--- WHAT YOU SHOULD DO ---
Where does the word "photo" occur in the entries below? Copy every line that has it.

Extracted data entries:
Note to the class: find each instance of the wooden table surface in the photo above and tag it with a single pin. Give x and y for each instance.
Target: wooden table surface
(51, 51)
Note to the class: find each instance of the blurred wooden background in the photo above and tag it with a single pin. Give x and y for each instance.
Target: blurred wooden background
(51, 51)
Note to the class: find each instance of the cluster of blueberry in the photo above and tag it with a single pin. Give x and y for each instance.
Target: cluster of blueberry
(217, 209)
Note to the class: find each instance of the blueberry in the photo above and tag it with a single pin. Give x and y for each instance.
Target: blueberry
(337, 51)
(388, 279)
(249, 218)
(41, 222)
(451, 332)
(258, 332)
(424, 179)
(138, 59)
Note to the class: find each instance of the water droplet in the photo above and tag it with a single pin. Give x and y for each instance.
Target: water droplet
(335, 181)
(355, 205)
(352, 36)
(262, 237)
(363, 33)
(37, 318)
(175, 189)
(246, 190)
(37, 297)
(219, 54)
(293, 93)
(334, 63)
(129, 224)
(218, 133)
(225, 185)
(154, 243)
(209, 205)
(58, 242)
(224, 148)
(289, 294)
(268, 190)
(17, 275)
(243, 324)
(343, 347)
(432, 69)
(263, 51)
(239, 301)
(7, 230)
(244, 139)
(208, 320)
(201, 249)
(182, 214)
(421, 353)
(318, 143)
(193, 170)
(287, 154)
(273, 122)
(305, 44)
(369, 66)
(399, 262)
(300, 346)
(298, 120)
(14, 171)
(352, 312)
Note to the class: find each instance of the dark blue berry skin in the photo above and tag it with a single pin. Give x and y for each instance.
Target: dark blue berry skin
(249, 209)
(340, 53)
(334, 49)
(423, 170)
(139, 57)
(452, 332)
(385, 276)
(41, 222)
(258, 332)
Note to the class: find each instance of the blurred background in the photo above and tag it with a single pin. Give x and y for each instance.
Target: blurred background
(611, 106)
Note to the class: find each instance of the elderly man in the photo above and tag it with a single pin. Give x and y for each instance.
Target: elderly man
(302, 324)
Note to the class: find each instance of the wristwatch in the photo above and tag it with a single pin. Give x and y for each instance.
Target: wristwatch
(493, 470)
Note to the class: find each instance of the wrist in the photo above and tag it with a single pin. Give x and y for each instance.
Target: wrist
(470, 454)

--- SOLVED PROBLEM ---
Note to the class: find each instance of the wooden table surface in the photo above and tag it with a single pin. Give x and y for each instance.
Note to the class: find each instance of the blurred wooden background in the photo above and tag it with a single pin. Give x and y for each instance.
Note to the class: find each instance of the cluster of blueberry in the photo above and tag it with a single pin. Give x and y for each instance.
Note to the class: find each instance of the blueberry in the photo above and tag it with a single pin. Give x and y for each instance.
Note to the class: find each instance of the water droplet in the photo above and tag it with a single pin. Give x and y for each instance.
Note to the class: find each instance of the dark blue berry skin in the photo above and tag it with a single pin. Give x and y for each instance.
Note to the class: find each instance of the blurred background in the photo above and tag it with a single pin. Give x and y for each instance.
Note to the class: find each instance of the elderly man in the photo above and tag it with a single pin. Give x and y for each instance.
Note to the class: find each instance of the wristwatch in the photo above and tag it with a single pin. Give x and y for each instance.
Note to the class: find each instance of the wrist in the photo above and tag it with a single pin. Give x and y for each instance.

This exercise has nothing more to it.